(Beginning of INPUT RECORDS)
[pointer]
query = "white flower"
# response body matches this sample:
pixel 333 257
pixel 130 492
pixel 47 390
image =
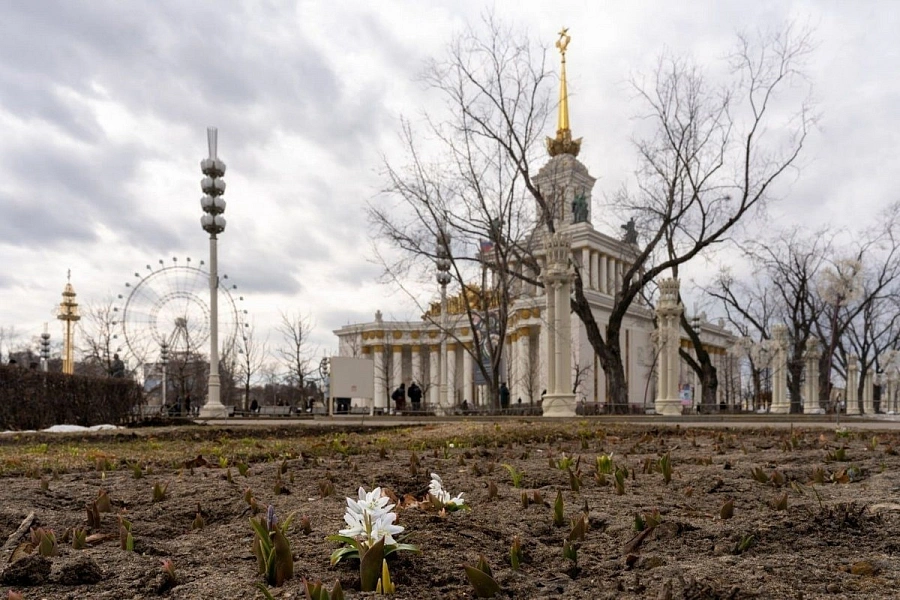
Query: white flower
(End of INPUT RECORDS)
ABOUT THIS EXERCISE
Your answer should be an exact copy of the records above, with no pictures in it.

WRITTEN RESPONSE
[pointer]
query = "white flower"
# response body matches this sample:
pixel 333 257
pixel 130 492
pixel 47 390
image =
Query: white flower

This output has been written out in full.